La ciudad de Zaragoza, a escasos kilómetros de los Pirineos, al principio no fue tocada por los franceses. Para ellos, era irrelevante. Habían ocupado zonas estratégicas para tratar de evitar cualquier motín y obraban con la percepción de que controlar a los españoles sería algo así como coser y cantar. Después de todo, tenían el mejor ejército del mundo. Pero Zaragoza se levantó en armas el 24 de mayo de 1808.
Sus pobladores no reconocían la nueva monarquía y protagonizaban la resistencia a los invasores. La gran mayoría de los historiadores coinciden en señalar que el levantamiento de mayo en España obligó a Napoleón a variar sus planes. “Sus casi 120 000 hombres se encontraban dispersos en medio de una población hostil”, escribe uno.
Mientras los franceses trataban de neutralizar los focos rebeldes, el conde de Charles Lefebvre Desnouettes se dirigió a Zaragoza. Aquella campaña debía ser una suerte de paseo militar en el que apenas se emplearían municiones. “Para él, los aragoneses no eran más que un montón de campesinos palurdos”, asegura otro historiador.

* _Entradas registradas_
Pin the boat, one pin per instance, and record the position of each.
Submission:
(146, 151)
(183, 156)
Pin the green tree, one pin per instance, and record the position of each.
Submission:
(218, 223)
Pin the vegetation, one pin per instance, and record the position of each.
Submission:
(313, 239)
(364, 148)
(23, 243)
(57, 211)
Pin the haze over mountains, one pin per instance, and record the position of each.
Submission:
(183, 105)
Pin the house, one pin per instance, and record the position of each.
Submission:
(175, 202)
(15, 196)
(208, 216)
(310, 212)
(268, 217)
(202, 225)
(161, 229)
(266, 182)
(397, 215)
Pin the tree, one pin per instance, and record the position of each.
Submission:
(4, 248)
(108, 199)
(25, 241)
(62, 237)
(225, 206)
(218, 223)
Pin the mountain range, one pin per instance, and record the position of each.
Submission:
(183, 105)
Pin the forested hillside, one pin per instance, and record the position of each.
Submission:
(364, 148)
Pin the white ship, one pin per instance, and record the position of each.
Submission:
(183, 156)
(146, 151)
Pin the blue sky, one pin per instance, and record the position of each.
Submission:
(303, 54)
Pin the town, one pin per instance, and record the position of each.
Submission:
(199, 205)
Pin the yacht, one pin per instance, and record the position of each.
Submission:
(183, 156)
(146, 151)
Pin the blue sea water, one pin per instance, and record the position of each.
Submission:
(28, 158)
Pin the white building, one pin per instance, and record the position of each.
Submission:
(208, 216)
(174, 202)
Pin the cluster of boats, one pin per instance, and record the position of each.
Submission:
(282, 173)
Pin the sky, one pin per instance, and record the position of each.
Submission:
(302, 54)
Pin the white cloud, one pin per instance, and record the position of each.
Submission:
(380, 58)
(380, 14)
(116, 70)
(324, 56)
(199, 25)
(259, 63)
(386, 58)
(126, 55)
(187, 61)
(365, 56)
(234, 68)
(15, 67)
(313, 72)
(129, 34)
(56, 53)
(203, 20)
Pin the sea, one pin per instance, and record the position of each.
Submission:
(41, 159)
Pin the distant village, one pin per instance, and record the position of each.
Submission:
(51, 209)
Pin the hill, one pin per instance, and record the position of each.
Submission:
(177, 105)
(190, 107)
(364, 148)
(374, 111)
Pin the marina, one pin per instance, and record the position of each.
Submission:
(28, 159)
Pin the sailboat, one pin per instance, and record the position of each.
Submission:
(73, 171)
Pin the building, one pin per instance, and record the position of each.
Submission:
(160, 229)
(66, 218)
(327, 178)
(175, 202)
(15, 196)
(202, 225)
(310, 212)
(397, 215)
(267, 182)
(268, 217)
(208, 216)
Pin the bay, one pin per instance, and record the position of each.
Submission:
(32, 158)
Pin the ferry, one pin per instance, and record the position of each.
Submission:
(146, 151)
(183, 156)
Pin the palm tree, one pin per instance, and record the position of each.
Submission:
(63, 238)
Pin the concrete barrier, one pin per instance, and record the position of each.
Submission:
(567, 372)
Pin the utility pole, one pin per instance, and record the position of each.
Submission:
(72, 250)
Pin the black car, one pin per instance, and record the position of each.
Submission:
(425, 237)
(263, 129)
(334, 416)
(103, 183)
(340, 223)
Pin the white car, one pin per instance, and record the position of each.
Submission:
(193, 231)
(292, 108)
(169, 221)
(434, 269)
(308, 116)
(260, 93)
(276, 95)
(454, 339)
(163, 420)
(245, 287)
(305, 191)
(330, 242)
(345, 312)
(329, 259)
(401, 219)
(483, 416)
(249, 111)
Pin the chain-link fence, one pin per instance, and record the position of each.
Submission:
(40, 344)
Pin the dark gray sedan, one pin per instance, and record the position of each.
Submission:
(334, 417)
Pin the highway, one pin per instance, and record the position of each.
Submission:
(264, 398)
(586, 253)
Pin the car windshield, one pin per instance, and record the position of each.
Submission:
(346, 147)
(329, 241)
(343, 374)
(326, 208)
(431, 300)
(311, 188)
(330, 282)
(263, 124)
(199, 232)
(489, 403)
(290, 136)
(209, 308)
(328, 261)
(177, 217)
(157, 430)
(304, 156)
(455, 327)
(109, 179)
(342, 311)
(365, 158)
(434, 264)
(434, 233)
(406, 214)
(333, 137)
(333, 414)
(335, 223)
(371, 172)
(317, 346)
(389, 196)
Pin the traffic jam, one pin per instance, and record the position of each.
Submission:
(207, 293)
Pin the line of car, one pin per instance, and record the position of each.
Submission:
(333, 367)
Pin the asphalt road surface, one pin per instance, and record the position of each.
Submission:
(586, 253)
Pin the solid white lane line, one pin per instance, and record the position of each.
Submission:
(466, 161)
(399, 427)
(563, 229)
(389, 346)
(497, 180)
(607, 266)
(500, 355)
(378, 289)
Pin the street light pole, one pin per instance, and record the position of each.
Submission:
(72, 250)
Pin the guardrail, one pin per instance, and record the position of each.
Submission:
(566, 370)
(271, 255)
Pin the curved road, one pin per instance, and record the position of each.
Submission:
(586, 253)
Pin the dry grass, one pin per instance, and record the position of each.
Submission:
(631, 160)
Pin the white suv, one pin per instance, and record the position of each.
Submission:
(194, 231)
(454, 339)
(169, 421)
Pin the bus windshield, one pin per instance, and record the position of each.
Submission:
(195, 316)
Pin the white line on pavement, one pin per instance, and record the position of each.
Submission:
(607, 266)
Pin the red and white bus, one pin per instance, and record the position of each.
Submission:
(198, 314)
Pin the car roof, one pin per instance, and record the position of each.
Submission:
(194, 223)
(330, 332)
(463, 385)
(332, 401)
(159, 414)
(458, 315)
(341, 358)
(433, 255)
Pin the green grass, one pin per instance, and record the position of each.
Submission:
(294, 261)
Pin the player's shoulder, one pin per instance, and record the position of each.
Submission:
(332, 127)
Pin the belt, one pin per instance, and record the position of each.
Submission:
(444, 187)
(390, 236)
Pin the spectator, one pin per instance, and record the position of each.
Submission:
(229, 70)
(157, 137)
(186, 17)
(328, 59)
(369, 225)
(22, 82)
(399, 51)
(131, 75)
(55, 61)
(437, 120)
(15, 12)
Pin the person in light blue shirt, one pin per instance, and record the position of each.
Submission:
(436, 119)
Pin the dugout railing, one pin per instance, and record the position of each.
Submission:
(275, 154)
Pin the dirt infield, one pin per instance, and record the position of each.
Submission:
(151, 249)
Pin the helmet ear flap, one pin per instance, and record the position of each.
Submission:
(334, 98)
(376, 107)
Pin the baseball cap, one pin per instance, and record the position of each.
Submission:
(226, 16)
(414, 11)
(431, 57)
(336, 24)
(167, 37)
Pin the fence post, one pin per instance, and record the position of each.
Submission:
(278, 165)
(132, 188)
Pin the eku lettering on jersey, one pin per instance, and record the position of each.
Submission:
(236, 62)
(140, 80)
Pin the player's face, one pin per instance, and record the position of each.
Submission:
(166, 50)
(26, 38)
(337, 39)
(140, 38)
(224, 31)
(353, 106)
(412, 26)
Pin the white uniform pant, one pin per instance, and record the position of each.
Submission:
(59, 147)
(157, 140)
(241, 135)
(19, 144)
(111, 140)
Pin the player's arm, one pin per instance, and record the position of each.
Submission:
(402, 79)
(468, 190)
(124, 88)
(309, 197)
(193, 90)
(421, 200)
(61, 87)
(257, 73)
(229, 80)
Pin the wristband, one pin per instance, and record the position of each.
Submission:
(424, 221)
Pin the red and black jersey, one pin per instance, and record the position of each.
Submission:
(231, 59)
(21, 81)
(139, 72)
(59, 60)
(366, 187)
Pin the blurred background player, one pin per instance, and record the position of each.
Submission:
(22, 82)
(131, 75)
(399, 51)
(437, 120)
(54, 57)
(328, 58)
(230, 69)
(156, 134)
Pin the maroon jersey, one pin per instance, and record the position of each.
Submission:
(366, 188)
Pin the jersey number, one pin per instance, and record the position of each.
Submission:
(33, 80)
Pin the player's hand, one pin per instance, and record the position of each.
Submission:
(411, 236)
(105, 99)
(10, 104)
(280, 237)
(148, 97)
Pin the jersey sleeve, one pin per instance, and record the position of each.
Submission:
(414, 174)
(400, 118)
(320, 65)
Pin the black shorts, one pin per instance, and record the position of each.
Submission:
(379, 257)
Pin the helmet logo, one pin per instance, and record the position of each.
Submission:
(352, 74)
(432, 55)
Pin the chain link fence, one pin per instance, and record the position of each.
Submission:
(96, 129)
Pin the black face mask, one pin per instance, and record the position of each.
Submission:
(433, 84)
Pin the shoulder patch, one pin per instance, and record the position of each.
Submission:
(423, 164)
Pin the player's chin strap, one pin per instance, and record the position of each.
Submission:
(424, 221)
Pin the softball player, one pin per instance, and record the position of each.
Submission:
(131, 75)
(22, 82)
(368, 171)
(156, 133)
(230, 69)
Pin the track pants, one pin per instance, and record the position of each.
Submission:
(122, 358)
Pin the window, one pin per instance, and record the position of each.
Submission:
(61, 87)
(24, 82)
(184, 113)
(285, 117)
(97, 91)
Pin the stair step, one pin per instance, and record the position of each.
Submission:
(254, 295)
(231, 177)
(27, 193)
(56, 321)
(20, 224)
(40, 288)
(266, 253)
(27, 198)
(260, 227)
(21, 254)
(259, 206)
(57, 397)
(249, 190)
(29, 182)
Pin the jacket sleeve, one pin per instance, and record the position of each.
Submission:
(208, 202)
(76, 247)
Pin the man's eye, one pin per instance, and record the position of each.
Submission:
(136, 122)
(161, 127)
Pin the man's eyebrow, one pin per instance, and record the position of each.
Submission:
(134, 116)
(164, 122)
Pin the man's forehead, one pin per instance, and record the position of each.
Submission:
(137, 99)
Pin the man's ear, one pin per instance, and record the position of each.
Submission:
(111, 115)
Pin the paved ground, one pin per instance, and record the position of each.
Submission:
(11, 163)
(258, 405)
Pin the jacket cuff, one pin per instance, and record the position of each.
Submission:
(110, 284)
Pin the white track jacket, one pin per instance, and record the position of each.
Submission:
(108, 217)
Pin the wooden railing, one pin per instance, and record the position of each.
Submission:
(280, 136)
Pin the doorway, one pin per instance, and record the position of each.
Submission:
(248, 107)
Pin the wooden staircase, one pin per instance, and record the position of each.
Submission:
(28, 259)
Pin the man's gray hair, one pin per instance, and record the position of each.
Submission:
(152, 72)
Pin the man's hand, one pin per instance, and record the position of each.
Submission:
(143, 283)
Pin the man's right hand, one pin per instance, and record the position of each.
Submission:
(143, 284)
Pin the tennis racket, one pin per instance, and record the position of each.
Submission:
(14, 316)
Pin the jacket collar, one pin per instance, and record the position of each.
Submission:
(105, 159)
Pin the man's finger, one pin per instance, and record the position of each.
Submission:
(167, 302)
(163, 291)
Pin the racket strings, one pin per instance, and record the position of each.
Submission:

* _Tareas pendientes_
- 1) Vuelve a escribir de forma íntegra el texto de origen, sin alterar nada.
- 2) Filtra las entradas y copia cada línea que contenga la cadena "sleeve". Las mayúsculas y minúsculas cuentan.

* _En respuesta_
- 1)
La ciudad de Zaragoza, a escasos kilómetros de los Pirineos, al principio no fue tocada por los franceses. Para ellos, era irrelevante. Habían ocupado zonas estratégicas para tratar de evitar cualquier motín y obraban con la percepción de que controlar a los españoles sería algo así como coser y cantar. Después de todo, tenían el mejor ejército del mundo. Pero Zaragoza se levantó en armas el 24 de mayo de 1808.
Sus pobladores no reconocían la nueva monarquía y protagonizaban la resistencia a los invasores. La gran mayoría de los historiadores coinciden en señalar que el levantamiento de mayo en España obligó a Napoleón a variar sus planes. “Sus casi 120 000 hombres se encontraban dispersos en medio de una población hostil”, escribe uno.
Mientras los franceses trataban de neutralizar los focos rebeldes, el conde de Charles Lefebvre Desnouettes se dirigió a Zaragoza. Aquella campaña debía ser una suerte de paseo militar en el que apenas se emplearían municiones. “Para él, los aragoneses no eran más que un montón de campesinos palurdos”, asegura otro historiador.

- 2)
Pin the jersey sleeve, one pin per instance, and record the position of each.
Pin the jacket sleeve, one pin per instance, and record the position of each.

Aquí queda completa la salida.